══ Records supplied ══
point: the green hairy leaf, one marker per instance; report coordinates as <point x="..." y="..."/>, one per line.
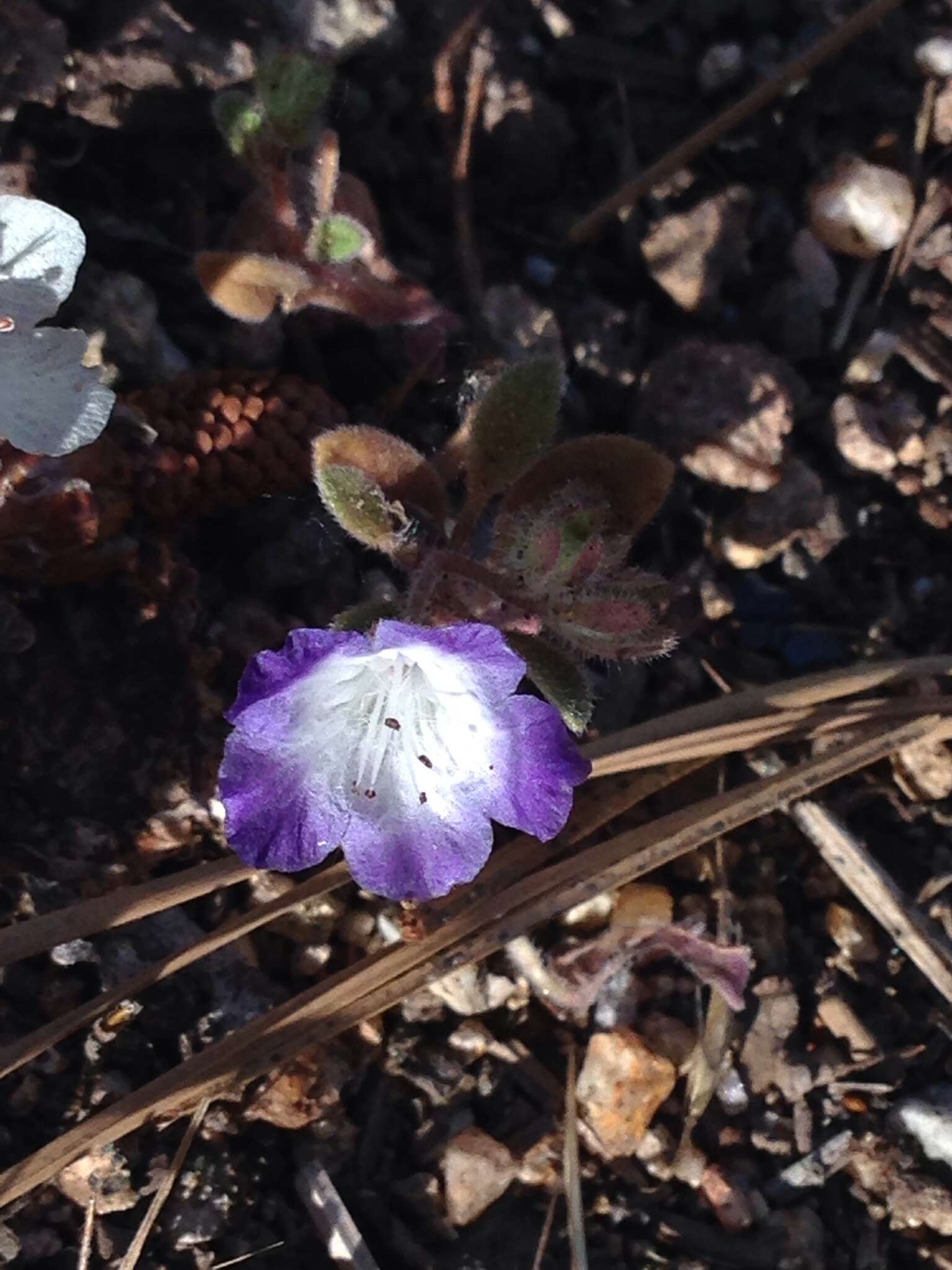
<point x="239" y="118"/>
<point x="512" y="424"/>
<point x="337" y="241"/>
<point x="558" y="677"/>
<point x="361" y="507"/>
<point x="294" y="89"/>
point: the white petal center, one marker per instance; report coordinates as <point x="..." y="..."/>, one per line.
<point x="395" y="730"/>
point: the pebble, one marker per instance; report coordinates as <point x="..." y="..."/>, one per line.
<point x="621" y="1086"/>
<point x="930" y="1121"/>
<point x="477" y="1173"/>
<point x="852" y="933"/>
<point x="935" y="58"/>
<point x="690" y="254"/>
<point x="643" y="902"/>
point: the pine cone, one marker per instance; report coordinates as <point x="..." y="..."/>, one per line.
<point x="227" y="436"/>
<point x="224" y="437"/>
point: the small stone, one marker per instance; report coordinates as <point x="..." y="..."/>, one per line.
<point x="477" y="1173"/>
<point x="763" y="1053"/>
<point x="643" y="902"/>
<point x="815" y="269"/>
<point x="621" y="1086"/>
<point x="104" y="1175"/>
<point x="930" y="1122"/>
<point x="521" y="324"/>
<point x="861" y="208"/>
<point x="729" y="1202"/>
<point x="942" y="116"/>
<point x="839" y="1018"/>
<point x="721" y="66"/>
<point x="935" y="58"/>
<point x="690" y="254"/>
<point x="716" y="600"/>
<point x="852" y="931"/>
<point x="795" y="510"/>
<point x="343" y="27"/>
<point x="472" y="990"/>
<point x="9" y="1245"/>
<point x="668" y="1037"/>
<point x="300" y="1093"/>
<point x="870" y="363"/>
<point x="923" y="770"/>
<point x="542" y="1162"/>
<point x="591" y="915"/>
<point x="878" y="436"/>
<point x="656" y="1152"/>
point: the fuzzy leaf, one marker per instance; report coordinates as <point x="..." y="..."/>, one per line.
<point x="337" y="241"/>
<point x="562" y="544"/>
<point x="512" y="424"/>
<point x="363" y="616"/>
<point x="294" y="88"/>
<point x="622" y="482"/>
<point x="239" y="118"/>
<point x="392" y="465"/>
<point x="361" y="507"/>
<point x="614" y="621"/>
<point x="248" y="286"/>
<point x="562" y="681"/>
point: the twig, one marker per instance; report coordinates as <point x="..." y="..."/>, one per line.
<point x="123" y="906"/>
<point x="247" y="1256"/>
<point x="345" y="1244"/>
<point x="459" y="148"/>
<point x="571" y="1170"/>
<point x="19" y="1052"/>
<point x="545" y="1233"/>
<point x="855" y="298"/>
<point x="470" y="265"/>
<point x="479" y="928"/>
<point x="798" y="69"/>
<point x="871" y="884"/>
<point x="87" y="1241"/>
<point x="164" y="1189"/>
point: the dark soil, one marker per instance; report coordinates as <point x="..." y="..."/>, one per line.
<point x="113" y="690"/>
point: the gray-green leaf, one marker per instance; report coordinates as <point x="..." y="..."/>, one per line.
<point x="361" y="507"/>
<point x="558" y="676"/>
<point x="513" y="422"/>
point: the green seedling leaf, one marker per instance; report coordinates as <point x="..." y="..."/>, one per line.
<point x="294" y="89"/>
<point x="337" y="241"/>
<point x="614" y="621"/>
<point x="362" y="618"/>
<point x="620" y="481"/>
<point x="392" y="465"/>
<point x="359" y="506"/>
<point x="240" y="121"/>
<point x="512" y="424"/>
<point x="558" y="676"/>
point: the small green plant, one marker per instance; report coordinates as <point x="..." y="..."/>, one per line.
<point x="311" y="230"/>
<point x="541" y="545"/>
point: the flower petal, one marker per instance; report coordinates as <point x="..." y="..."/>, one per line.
<point x="536" y="770"/>
<point x="40" y="243"/>
<point x="419" y="856"/>
<point x="273" y="818"/>
<point x="302" y="652"/>
<point x="52" y="404"/>
<point x="469" y="657"/>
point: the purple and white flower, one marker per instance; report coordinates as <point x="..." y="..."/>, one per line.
<point x="400" y="747"/>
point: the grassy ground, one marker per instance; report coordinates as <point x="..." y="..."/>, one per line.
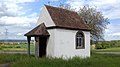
<point x="108" y="50"/>
<point x="96" y="60"/>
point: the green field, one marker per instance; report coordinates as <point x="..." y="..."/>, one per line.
<point x="96" y="60"/>
<point x="16" y="47"/>
<point x="117" y="49"/>
<point x="22" y="60"/>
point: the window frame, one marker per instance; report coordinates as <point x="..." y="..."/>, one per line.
<point x="80" y="37"/>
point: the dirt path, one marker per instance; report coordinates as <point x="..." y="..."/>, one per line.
<point x="109" y="53"/>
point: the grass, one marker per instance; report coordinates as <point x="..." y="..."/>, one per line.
<point x="96" y="60"/>
<point x="117" y="49"/>
<point x="16" y="47"/>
═══
_What this task involves_.
Give back all of the entries above exactly, with the pictures excluded.

_Task output_.
point: the green hairy leaf, one marker per instance; report coordinates as <point x="..." y="..."/>, one per line.
<point x="239" y="118"/>
<point x="512" y="424"/>
<point x="337" y="241"/>
<point x="558" y="677"/>
<point x="361" y="507"/>
<point x="294" y="89"/>
point: the white petal center, one marker per instance; report coordinates as <point x="..." y="..."/>, one per line.
<point x="395" y="730"/>
point: the pebble, one marker per instance; report coordinates as <point x="..." y="..."/>, one per line.
<point x="621" y="1086"/>
<point x="930" y="1121"/>
<point x="477" y="1173"/>
<point x="852" y="933"/>
<point x="935" y="58"/>
<point x="690" y="254"/>
<point x="643" y="902"/>
point: the pine cone, one marker per instance; report coordinates as <point x="..." y="..."/>, one per line.
<point x="227" y="436"/>
<point x="224" y="437"/>
point: the small stone, one marker per instance; report coordinates as <point x="..." y="..."/>, one per line.
<point x="477" y="1173"/>
<point x="763" y="1053"/>
<point x="643" y="902"/>
<point x="815" y="269"/>
<point x="621" y="1086"/>
<point x="104" y="1175"/>
<point x="930" y="1122"/>
<point x="521" y="324"/>
<point x="861" y="208"/>
<point x="729" y="1202"/>
<point x="942" y="116"/>
<point x="839" y="1018"/>
<point x="721" y="66"/>
<point x="935" y="58"/>
<point x="690" y="254"/>
<point x="716" y="600"/>
<point x="852" y="931"/>
<point x="795" y="510"/>
<point x="343" y="27"/>
<point x="472" y="990"/>
<point x="9" y="1245"/>
<point x="668" y="1037"/>
<point x="300" y="1093"/>
<point x="870" y="363"/>
<point x="923" y="770"/>
<point x="542" y="1162"/>
<point x="591" y="915"/>
<point x="878" y="436"/>
<point x="656" y="1152"/>
point: the fuzzy leaf, one marker per instance; report coordinates as <point x="..." y="..."/>, one per line.
<point x="337" y="241"/>
<point x="562" y="544"/>
<point x="512" y="424"/>
<point x="363" y="616"/>
<point x="294" y="88"/>
<point x="622" y="482"/>
<point x="239" y="118"/>
<point x="392" y="465"/>
<point x="361" y="507"/>
<point x="614" y="621"/>
<point x="248" y="286"/>
<point x="562" y="681"/>
point: the twig, one marker per instance; report coordinates as <point x="..." y="..."/>, one per line.
<point x="123" y="906"/>
<point x="247" y="1256"/>
<point x="345" y="1244"/>
<point x="459" y="148"/>
<point x="571" y="1170"/>
<point x="19" y="1052"/>
<point x="545" y="1233"/>
<point x="855" y="298"/>
<point x="470" y="265"/>
<point x="479" y="928"/>
<point x="798" y="69"/>
<point x="871" y="884"/>
<point x="87" y="1241"/>
<point x="164" y="1189"/>
point: the dark soil, one marker per instance; report coordinates as <point x="..." y="..."/>, one per line.
<point x="113" y="690"/>
point: the gray-green leaf, one marker per instance; report coordinates as <point x="..." y="..."/>, one per line.
<point x="361" y="507"/>
<point x="558" y="676"/>
<point x="513" y="422"/>
point: the green seedling leaf, one marker per instance; report coordinates as <point x="..." y="..."/>, one per line.
<point x="294" y="89"/>
<point x="337" y="241"/>
<point x="614" y="621"/>
<point x="362" y="618"/>
<point x="620" y="481"/>
<point x="392" y="465"/>
<point x="359" y="506"/>
<point x="240" y="121"/>
<point x="512" y="424"/>
<point x="558" y="676"/>
point: the small green plant, one marker per instance; report coordinates as <point x="..." y="..."/>, one per line.
<point x="311" y="230"/>
<point x="541" y="545"/>
point: the flower petal, one marker per instance; report coordinates as <point x="..." y="..."/>, one per line.
<point x="536" y="770"/>
<point x="40" y="243"/>
<point x="419" y="856"/>
<point x="273" y="818"/>
<point x="302" y="652"/>
<point x="52" y="404"/>
<point x="469" y="657"/>
point: the purple and white flower, one marker per instance; report coordinates as <point x="..." y="..."/>, one per line.
<point x="400" y="747"/>
point: the grassy ground, one marker per instance; report coordinates as <point x="..." y="..."/>, one per line.
<point x="108" y="50"/>
<point x="96" y="60"/>
point: the green field, one marker per instance; report coordinates as <point x="..." y="..."/>, one per line.
<point x="96" y="60"/>
<point x="16" y="47"/>
<point x="117" y="49"/>
<point x="22" y="60"/>
point: the window frame, one marker per instance; report coordinates as <point x="..." y="..."/>, one per line.
<point x="80" y="37"/>
point: the dirt path, one marker per instance; report coordinates as <point x="..." y="..."/>, one per line.
<point x="109" y="53"/>
point: the grass, one marker per instance; report coordinates as <point x="..." y="..."/>, one per line.
<point x="96" y="60"/>
<point x="117" y="49"/>
<point x="16" y="47"/>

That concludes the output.